[Exercise description]
Of all the lines below, return only those starting with the line holding "Run detection for navy" and going on through the line holding "Run detection for pink", exactly as written.

[Input]
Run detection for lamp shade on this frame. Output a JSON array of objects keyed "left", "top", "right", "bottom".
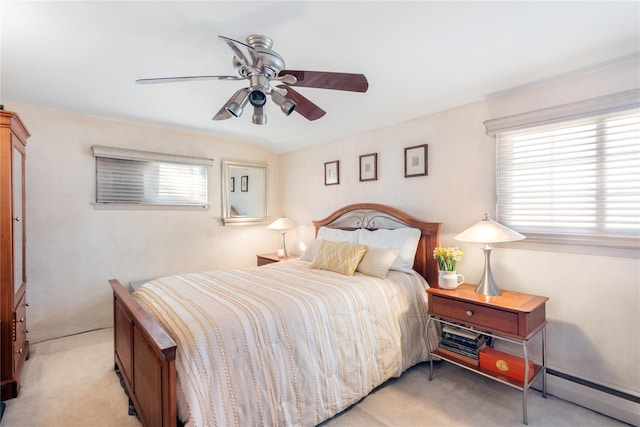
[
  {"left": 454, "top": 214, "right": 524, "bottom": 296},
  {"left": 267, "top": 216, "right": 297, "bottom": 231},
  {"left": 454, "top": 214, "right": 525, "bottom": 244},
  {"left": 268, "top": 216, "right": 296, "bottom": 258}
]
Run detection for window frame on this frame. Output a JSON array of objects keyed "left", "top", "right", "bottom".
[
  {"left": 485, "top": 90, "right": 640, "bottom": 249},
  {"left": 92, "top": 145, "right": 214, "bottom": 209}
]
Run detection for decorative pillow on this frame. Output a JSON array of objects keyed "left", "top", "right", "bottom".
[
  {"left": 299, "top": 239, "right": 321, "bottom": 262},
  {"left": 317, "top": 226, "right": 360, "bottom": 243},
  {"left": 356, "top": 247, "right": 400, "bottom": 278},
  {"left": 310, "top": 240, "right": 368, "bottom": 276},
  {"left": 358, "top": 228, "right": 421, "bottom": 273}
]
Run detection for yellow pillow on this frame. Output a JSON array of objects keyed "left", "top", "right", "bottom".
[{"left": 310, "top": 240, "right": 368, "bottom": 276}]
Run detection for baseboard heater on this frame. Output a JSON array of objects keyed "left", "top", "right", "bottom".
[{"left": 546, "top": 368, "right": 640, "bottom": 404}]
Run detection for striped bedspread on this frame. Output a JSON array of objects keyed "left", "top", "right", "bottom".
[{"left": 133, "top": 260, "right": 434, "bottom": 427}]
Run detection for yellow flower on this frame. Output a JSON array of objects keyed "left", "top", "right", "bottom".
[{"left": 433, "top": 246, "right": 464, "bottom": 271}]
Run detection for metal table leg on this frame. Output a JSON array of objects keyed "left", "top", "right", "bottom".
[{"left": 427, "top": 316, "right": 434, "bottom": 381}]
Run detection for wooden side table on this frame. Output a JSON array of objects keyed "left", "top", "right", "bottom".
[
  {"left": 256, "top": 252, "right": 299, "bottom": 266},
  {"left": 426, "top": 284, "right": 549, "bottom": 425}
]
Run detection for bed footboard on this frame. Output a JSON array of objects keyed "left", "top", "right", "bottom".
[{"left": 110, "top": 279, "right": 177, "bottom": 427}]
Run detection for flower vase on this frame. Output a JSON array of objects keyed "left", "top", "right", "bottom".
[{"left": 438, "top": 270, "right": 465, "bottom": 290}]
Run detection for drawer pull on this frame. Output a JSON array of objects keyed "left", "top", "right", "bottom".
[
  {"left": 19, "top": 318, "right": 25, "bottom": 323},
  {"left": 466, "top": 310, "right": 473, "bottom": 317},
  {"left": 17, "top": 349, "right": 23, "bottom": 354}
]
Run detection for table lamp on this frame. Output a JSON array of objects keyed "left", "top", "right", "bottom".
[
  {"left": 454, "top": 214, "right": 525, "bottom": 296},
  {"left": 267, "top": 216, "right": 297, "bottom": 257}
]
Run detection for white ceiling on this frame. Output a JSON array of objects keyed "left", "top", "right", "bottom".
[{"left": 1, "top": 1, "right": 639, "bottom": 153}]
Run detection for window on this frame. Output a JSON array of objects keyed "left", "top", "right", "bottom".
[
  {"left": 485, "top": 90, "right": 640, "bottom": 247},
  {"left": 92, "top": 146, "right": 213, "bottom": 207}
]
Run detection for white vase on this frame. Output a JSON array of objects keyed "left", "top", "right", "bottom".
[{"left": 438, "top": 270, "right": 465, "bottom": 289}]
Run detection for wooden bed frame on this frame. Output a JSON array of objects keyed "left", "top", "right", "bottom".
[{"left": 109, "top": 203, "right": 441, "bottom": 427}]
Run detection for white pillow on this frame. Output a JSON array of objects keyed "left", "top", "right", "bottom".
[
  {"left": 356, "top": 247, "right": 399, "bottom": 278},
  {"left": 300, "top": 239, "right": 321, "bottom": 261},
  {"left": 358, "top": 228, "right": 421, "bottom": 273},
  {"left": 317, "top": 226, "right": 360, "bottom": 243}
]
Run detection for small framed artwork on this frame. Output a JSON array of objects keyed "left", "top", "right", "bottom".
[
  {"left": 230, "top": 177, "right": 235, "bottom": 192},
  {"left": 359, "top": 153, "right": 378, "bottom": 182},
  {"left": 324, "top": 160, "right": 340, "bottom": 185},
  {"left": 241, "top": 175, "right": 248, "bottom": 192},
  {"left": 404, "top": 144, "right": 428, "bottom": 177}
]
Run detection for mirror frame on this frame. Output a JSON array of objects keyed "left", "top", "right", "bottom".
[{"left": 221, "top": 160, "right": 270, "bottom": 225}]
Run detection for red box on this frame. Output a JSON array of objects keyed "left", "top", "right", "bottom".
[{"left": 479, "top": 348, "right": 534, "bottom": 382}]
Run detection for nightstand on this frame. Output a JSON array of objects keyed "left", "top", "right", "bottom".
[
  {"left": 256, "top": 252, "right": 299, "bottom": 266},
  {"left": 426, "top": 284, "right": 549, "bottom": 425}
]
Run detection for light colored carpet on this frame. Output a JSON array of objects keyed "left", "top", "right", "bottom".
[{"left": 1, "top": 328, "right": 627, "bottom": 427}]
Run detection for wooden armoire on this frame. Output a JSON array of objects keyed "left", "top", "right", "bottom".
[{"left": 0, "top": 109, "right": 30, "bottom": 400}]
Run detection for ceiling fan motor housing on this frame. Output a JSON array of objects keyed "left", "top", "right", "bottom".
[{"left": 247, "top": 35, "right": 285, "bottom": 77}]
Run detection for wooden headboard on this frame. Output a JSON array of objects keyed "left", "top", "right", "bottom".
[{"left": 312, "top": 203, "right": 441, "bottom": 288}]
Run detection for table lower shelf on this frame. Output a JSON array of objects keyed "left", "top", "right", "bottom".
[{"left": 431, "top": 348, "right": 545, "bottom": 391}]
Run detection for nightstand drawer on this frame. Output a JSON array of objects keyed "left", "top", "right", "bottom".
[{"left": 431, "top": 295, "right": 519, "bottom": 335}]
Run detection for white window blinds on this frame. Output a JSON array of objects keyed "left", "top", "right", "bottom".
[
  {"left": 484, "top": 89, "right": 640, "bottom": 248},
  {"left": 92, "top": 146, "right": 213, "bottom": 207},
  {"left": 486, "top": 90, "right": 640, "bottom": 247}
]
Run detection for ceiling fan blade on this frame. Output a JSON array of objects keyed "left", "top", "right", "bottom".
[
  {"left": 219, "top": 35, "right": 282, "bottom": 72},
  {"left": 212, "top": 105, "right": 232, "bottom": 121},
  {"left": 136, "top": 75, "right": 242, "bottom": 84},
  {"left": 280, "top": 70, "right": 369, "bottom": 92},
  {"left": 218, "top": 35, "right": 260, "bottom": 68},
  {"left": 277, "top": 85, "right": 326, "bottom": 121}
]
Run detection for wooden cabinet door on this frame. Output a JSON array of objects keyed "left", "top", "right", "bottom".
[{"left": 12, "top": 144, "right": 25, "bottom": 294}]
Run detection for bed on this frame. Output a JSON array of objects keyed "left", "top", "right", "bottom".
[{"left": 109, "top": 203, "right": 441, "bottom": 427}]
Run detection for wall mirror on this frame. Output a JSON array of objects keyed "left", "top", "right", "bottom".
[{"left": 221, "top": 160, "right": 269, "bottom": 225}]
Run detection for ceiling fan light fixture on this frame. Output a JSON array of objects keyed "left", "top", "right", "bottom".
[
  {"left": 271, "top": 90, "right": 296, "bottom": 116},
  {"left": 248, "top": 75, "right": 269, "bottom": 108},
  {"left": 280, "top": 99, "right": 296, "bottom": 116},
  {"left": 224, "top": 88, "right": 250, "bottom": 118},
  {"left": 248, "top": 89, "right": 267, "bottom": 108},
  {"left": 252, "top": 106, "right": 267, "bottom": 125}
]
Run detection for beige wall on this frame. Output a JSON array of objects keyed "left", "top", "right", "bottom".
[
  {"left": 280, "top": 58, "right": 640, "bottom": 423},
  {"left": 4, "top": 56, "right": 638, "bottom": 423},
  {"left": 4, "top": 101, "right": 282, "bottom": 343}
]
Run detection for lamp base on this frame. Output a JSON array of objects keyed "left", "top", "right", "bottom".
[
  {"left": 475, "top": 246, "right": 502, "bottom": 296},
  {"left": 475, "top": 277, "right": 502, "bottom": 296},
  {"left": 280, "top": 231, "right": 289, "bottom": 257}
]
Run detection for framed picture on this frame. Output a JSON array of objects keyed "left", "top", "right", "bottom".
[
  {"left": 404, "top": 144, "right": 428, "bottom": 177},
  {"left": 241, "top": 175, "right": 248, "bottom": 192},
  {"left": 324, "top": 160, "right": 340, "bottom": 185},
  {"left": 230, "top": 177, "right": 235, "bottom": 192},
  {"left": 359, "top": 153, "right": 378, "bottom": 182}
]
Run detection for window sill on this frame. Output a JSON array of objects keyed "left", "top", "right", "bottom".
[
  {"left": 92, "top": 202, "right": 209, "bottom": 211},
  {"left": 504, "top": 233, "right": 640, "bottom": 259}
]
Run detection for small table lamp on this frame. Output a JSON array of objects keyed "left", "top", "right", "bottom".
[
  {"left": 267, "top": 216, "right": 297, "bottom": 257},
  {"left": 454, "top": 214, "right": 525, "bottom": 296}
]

--

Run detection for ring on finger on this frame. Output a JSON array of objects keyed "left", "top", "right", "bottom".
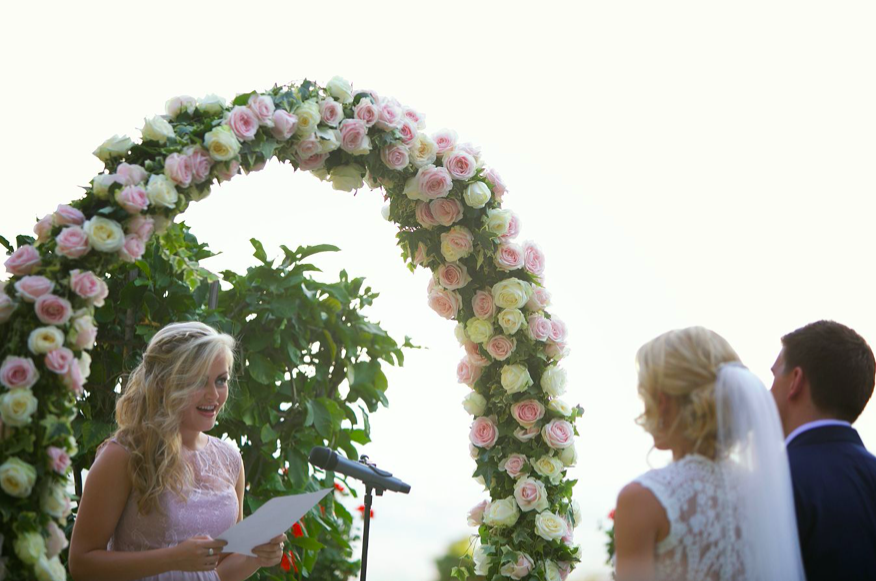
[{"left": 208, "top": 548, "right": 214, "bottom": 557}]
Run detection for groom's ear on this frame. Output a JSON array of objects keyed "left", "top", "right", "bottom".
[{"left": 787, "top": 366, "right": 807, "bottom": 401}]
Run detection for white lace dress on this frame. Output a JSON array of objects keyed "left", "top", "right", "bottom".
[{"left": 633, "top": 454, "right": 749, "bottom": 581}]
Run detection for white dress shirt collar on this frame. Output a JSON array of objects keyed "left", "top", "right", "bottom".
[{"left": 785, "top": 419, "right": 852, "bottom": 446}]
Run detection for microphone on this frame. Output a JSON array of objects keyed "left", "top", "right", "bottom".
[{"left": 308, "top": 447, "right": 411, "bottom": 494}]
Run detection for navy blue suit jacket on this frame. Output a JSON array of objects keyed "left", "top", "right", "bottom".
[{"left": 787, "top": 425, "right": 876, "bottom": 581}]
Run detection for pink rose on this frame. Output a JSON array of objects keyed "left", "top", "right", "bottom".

[Result of the task]
Run detection for navy blue suit jacket on this frame. Output a JSON array of objects keyed "left", "top", "right", "bottom".
[{"left": 787, "top": 425, "right": 876, "bottom": 581}]
Run detection for pink rose on this frame. Output a JSON array of objects keyed "left", "top", "right", "bottom".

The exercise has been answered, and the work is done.